## The input
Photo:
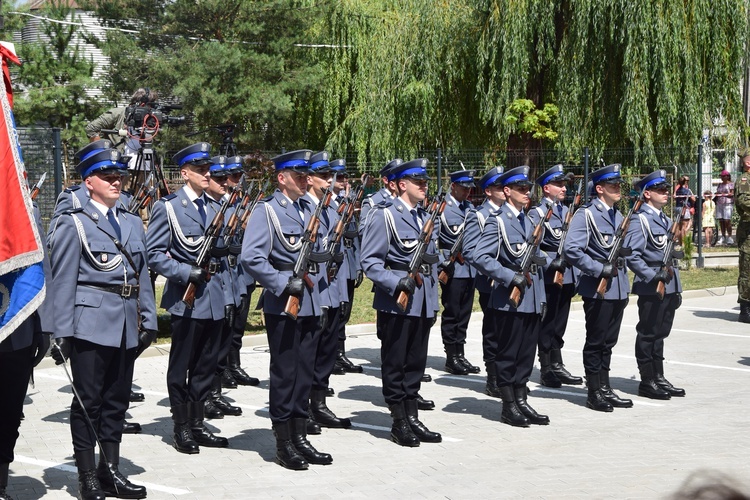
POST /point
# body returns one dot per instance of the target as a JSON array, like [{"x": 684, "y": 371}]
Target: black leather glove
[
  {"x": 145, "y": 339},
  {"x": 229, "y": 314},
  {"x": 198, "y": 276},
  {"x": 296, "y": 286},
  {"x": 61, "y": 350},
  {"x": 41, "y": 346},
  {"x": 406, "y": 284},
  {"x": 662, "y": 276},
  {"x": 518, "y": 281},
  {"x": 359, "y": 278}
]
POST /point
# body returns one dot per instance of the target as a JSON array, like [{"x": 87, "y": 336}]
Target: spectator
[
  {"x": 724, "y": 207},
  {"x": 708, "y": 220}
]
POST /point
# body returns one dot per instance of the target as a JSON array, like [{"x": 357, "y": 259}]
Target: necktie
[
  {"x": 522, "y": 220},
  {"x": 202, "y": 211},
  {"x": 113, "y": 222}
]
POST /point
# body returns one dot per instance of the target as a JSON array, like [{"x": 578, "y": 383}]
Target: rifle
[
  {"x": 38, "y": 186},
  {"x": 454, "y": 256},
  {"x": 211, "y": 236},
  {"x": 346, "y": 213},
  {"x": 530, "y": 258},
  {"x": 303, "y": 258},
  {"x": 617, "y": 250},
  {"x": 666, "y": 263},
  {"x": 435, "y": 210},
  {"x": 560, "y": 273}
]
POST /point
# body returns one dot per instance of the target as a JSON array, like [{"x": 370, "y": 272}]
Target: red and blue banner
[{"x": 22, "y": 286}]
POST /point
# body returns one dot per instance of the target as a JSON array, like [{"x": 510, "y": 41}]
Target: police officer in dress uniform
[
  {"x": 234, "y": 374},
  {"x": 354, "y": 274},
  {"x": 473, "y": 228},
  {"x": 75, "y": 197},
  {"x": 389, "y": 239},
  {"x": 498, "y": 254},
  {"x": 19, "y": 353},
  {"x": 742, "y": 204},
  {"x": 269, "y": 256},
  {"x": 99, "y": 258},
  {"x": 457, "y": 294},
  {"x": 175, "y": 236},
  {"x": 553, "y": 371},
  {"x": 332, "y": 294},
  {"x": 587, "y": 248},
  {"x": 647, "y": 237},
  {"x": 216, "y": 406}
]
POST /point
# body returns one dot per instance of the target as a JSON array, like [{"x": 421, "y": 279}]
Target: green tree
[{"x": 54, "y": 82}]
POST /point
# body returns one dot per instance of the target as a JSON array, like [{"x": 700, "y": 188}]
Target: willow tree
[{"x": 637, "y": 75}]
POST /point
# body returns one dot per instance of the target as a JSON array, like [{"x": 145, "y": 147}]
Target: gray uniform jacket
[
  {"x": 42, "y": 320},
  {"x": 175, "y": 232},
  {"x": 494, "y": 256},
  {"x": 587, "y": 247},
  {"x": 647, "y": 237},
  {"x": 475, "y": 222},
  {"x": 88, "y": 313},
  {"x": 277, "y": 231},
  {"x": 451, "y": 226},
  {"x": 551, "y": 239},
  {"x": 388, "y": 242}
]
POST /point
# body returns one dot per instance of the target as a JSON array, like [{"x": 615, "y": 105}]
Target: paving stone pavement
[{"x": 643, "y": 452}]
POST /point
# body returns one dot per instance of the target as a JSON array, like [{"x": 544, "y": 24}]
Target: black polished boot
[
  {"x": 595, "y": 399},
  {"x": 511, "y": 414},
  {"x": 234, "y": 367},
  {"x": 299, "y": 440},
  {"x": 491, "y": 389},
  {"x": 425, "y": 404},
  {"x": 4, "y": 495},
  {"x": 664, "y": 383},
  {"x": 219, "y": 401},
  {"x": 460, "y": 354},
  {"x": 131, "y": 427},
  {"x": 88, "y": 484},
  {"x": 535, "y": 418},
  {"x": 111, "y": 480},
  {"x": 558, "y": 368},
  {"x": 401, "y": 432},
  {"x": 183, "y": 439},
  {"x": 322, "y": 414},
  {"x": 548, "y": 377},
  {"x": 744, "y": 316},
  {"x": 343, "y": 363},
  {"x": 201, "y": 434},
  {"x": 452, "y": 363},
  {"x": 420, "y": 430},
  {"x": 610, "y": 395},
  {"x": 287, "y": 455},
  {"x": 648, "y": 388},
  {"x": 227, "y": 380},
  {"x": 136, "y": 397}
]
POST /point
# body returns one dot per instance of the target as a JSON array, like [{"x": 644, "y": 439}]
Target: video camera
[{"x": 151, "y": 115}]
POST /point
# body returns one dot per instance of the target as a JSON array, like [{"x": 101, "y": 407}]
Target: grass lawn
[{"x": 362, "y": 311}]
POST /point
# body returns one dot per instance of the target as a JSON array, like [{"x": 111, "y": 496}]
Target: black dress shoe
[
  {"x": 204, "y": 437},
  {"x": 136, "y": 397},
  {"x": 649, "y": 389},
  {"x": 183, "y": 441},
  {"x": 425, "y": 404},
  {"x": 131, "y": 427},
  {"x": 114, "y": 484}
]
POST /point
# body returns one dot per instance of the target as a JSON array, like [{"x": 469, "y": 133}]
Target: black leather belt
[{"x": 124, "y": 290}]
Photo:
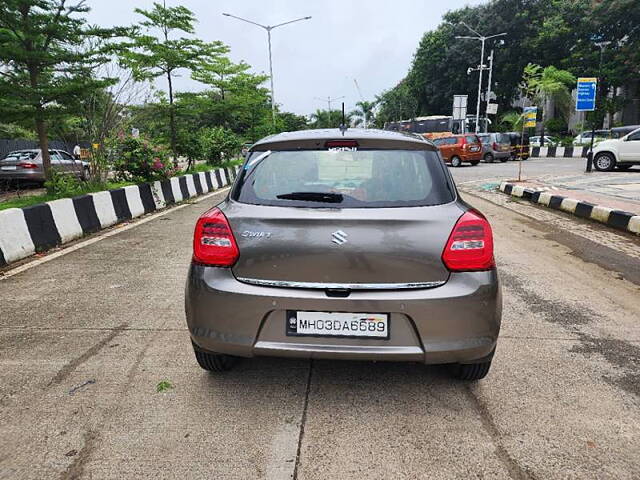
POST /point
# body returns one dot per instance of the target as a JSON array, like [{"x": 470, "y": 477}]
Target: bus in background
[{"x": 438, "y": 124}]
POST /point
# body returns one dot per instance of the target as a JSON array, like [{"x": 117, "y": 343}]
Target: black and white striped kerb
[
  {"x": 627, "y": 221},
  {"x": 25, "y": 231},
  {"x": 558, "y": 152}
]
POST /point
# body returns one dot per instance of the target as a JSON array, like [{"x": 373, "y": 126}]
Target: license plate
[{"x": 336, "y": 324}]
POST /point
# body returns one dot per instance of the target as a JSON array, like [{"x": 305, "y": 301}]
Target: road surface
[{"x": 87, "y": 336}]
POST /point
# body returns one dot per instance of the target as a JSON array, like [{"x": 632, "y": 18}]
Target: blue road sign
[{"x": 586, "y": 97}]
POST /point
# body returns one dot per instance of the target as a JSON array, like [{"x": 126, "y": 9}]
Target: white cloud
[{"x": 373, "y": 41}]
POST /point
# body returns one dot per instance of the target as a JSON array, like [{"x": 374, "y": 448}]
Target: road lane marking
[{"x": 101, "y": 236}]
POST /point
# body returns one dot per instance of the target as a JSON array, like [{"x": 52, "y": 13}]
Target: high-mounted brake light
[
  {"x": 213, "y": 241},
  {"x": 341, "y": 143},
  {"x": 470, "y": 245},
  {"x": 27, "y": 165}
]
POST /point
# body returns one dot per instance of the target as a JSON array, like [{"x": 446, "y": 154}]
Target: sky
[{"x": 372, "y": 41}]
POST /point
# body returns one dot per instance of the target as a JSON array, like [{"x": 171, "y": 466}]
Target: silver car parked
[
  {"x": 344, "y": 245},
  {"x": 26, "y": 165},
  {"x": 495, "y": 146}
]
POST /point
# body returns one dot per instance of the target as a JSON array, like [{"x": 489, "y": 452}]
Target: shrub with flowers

## What is needed
Reproduce every line of the material precisely, omitting its pictures.

## Reply to the task
Photo:
POST /point
# body returns one dot per instance of the target as a JSON array, like [{"x": 684, "y": 371}]
Target: black leather glove
[
  {"x": 145, "y": 339},
  {"x": 229, "y": 314},
  {"x": 198, "y": 276},
  {"x": 296, "y": 286},
  {"x": 61, "y": 350},
  {"x": 41, "y": 346},
  {"x": 406, "y": 284},
  {"x": 662, "y": 276},
  {"x": 518, "y": 281},
  {"x": 359, "y": 278}
]
POST /point
# body returns one dot per instance of the target as a JSON array, like [{"x": 87, "y": 336}]
Target: spectator
[
  {"x": 724, "y": 207},
  {"x": 708, "y": 220}
]
POST /point
# body returns one dot per instance of the target as a JSON array, like [{"x": 357, "y": 259}]
Target: necktie
[
  {"x": 522, "y": 220},
  {"x": 202, "y": 211},
  {"x": 113, "y": 222}
]
POST /point
# body returns one dot per instance of the target as a JSON array, like [{"x": 578, "y": 383}]
Target: rifle
[
  {"x": 38, "y": 186},
  {"x": 454, "y": 256},
  {"x": 211, "y": 236},
  {"x": 346, "y": 213},
  {"x": 530, "y": 258},
  {"x": 303, "y": 258},
  {"x": 617, "y": 250},
  {"x": 666, "y": 263},
  {"x": 435, "y": 210},
  {"x": 560, "y": 273}
]
POST /point
# body returns one dot per instance of the target as a JSON array, like [{"x": 370, "y": 272}]
Target: red and blue banner
[{"x": 22, "y": 286}]
POST /point
# body returns one dot per instance of the target as a JSON array, like [{"x": 510, "y": 41}]
Target: police officer in dress uniform
[
  {"x": 234, "y": 374},
  {"x": 354, "y": 274},
  {"x": 473, "y": 228},
  {"x": 75, "y": 197},
  {"x": 389, "y": 239},
  {"x": 498, "y": 254},
  {"x": 19, "y": 353},
  {"x": 742, "y": 204},
  {"x": 269, "y": 256},
  {"x": 99, "y": 258},
  {"x": 457, "y": 294},
  {"x": 175, "y": 236},
  {"x": 553, "y": 371},
  {"x": 332, "y": 294},
  {"x": 587, "y": 248},
  {"x": 647, "y": 237},
  {"x": 216, "y": 406}
]
POST /point
# body returns one dot per instance of the target as a JSON array, like [{"x": 421, "y": 279}]
Target: green tree
[{"x": 54, "y": 82}]
POST /point
# body returns one dot per instance of the target as a JSON array, like [{"x": 700, "y": 188}]
Target: willow tree
[{"x": 637, "y": 75}]
POST /point
# body returns one dot per instance of the target as a JSON array, like [{"x": 145, "y": 147}]
Target: gray uniform jacket
[
  {"x": 42, "y": 320},
  {"x": 175, "y": 232},
  {"x": 494, "y": 256},
  {"x": 587, "y": 247},
  {"x": 647, "y": 237},
  {"x": 475, "y": 222},
  {"x": 88, "y": 313},
  {"x": 277, "y": 231},
  {"x": 451, "y": 226},
  {"x": 551, "y": 239},
  {"x": 388, "y": 242}
]
POST /point
# body returns one dot per instance of the target as a JSON array, like [{"x": 615, "y": 105}]
Target: paving stone pavement
[{"x": 643, "y": 452}]
POST /point
# body returns one dot per instance of the target as a JSON array, like [{"x": 544, "y": 24}]
Target: black polished boot
[
  {"x": 595, "y": 399},
  {"x": 511, "y": 414},
  {"x": 234, "y": 367},
  {"x": 299, "y": 440},
  {"x": 491, "y": 389},
  {"x": 425, "y": 404},
  {"x": 4, "y": 495},
  {"x": 664, "y": 383},
  {"x": 219, "y": 401},
  {"x": 460, "y": 354},
  {"x": 131, "y": 427},
  {"x": 88, "y": 484},
  {"x": 535, "y": 418},
  {"x": 111, "y": 480},
  {"x": 558, "y": 368},
  {"x": 401, "y": 432},
  {"x": 183, "y": 439},
  {"x": 322, "y": 414},
  {"x": 548, "y": 377},
  {"x": 744, "y": 316},
  {"x": 343, "y": 363},
  {"x": 201, "y": 434},
  {"x": 452, "y": 363},
  {"x": 420, "y": 430},
  {"x": 610, "y": 395},
  {"x": 287, "y": 455},
  {"x": 648, "y": 388},
  {"x": 227, "y": 380},
  {"x": 136, "y": 397}
]
POST /point
# body returns one dot per instance of the target as a JSON array, like [{"x": 644, "y": 439}]
Target: video camera
[{"x": 151, "y": 115}]
POST /point
# body returns one dot per instance of the target as a JSON array, like [{"x": 101, "y": 407}]
Target: grass lawn
[{"x": 362, "y": 311}]
POST /point
# body returns one dot per instance of the target as a JSON array, like [{"x": 111, "y": 496}]
Target: black dress shoe
[
  {"x": 204, "y": 437},
  {"x": 136, "y": 397},
  {"x": 649, "y": 389},
  {"x": 183, "y": 441},
  {"x": 425, "y": 404},
  {"x": 131, "y": 427},
  {"x": 114, "y": 484}
]
POST /point
# body returns one dot per instance of the target as a JSON array, like [{"x": 469, "y": 133}]
Target: black leather belt
[{"x": 124, "y": 290}]
Photo:
POST /point
# body returns one dot per instance of the target as a JSON array, like [{"x": 470, "y": 477}]
Target: bus in background
[{"x": 438, "y": 124}]
POST /point
# body returns one dot per instance of the target as a JSON array, like [{"x": 117, "y": 343}]
Target: black and white striped kerb
[
  {"x": 627, "y": 221},
  {"x": 25, "y": 231},
  {"x": 558, "y": 152}
]
POST /point
# body returns one dot per instance of the target as a JSON array, like [{"x": 373, "y": 126}]
Target: license plate
[{"x": 336, "y": 324}]
POST /point
# body returns one dot per instance of the target as a JSON array, like [{"x": 305, "y": 301}]
Target: road surface
[{"x": 87, "y": 336}]
POST /point
# body returns one dot per instance of the target as a JSON array, like [{"x": 632, "y": 18}]
Target: blue road sign
[{"x": 586, "y": 97}]
POST /point
# body returns one dot per instance of the target as a JSON array, like [{"x": 126, "y": 9}]
Target: white cloud
[{"x": 373, "y": 41}]
POST /point
# body returns one dot per instance of the target as a JSON array, like [{"x": 374, "y": 448}]
Target: road lane marking
[{"x": 101, "y": 236}]
POST /point
# body returns one dot per instance of the target as a JSON array, like [{"x": 52, "y": 13}]
Target: high-mounted brake light
[
  {"x": 213, "y": 241},
  {"x": 341, "y": 143},
  {"x": 470, "y": 245},
  {"x": 27, "y": 165}
]
POST /point
# body returns one dot per instance of the target as a JSON array, like [{"x": 446, "y": 154}]
Target: sky
[{"x": 372, "y": 41}]
POST /point
# body returns one dot per instance of the target as a JSON array, like [{"x": 171, "y": 466}]
Target: silver car parked
[
  {"x": 344, "y": 245},
  {"x": 26, "y": 165},
  {"x": 495, "y": 146}
]
POST /point
# body returns one dot per instance of the target as a JSON array, like [{"x": 489, "y": 452}]
Target: shrub with flowers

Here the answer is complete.